Assigned task:
From the first line to the last, transcribe the data exactly.

Data provided: Begin

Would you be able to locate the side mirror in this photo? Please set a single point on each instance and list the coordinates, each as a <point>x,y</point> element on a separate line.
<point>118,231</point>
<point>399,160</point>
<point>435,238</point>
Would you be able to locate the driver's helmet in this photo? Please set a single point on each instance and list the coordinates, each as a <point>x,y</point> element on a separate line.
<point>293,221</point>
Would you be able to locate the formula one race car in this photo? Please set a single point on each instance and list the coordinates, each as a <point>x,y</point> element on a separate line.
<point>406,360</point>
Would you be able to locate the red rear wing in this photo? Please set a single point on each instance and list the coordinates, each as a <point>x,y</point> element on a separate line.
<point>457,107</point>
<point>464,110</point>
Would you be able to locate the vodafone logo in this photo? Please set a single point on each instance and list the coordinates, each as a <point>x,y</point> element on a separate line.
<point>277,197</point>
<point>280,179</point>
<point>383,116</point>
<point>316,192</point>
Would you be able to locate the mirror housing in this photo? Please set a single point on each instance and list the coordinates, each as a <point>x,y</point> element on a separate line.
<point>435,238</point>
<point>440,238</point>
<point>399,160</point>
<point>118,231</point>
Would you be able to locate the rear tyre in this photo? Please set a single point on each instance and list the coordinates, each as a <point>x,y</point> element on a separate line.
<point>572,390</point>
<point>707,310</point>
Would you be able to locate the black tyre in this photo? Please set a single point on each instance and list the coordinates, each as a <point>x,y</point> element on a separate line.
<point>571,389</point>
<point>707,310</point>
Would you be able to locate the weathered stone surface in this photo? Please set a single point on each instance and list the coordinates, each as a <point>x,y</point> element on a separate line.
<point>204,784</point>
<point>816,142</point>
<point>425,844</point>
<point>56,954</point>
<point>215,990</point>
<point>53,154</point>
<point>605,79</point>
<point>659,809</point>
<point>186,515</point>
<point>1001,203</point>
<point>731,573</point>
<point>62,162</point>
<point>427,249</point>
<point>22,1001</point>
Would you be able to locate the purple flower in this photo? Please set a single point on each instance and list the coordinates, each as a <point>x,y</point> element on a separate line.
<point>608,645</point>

Data provided: End

Completed exercise:
Would you be able to locate the side mirror in this photo? Please set a single point on each instance and list the coordinates, each as a <point>x,y</point> element on a separate line.
<point>118,231</point>
<point>399,160</point>
<point>435,238</point>
Would you be able to locate the driver's helmet in this photo? Please set a single point on each instance and list the coordinates, each as a <point>x,y</point> element on a separate line.
<point>293,221</point>
Would you be able to locate the formula one race car in this photo? Please set a single point on each instance and list the coordinates, each as a <point>x,y</point> element on a separate line.
<point>406,360</point>
Would you be able to locate the red rear wing in this photo? Please set a single point on each instance and list the coordinates, each as a <point>x,y</point> element on a separate line.
<point>457,107</point>
<point>464,110</point>
Would you be able to locate the vodafone logo in this photo? Please set a single point on each instance and list the coordinates, each as a <point>x,y</point> element on a separate line.
<point>277,197</point>
<point>280,179</point>
<point>383,116</point>
<point>316,192</point>
Would you be able to locate the mirror housing in this photo? Please set a single point on each instance and list the coordinates, each as a <point>x,y</point> element on a separate line.
<point>435,238</point>
<point>440,238</point>
<point>399,160</point>
<point>118,231</point>
Would you be able to locate the rear tyre in this photo? Please set a single point on each instance and list the coordinates, each as a <point>x,y</point> element on a separate line.
<point>572,390</point>
<point>707,310</point>
Would you be able to locate the black tyre in this photo? Please set a single point on each instance and list the coordinates, each as a <point>x,y</point> element on a separate line.
<point>571,389</point>
<point>707,310</point>
Would you be able to locate the weathered stone surface in this photo? Please set a single point on each instance and list the coordinates, each as a <point>x,y</point> element on a separate line.
<point>204,784</point>
<point>816,142</point>
<point>425,844</point>
<point>56,954</point>
<point>215,990</point>
<point>53,154</point>
<point>605,79</point>
<point>659,809</point>
<point>186,515</point>
<point>1001,203</point>
<point>731,573</point>
<point>62,162</point>
<point>427,249</point>
<point>22,1001</point>
Would you be able to locate the purple flower in this photo? Please set a single point on each instance and list the coordinates, each as a <point>x,y</point> element on a separate line.
<point>608,645</point>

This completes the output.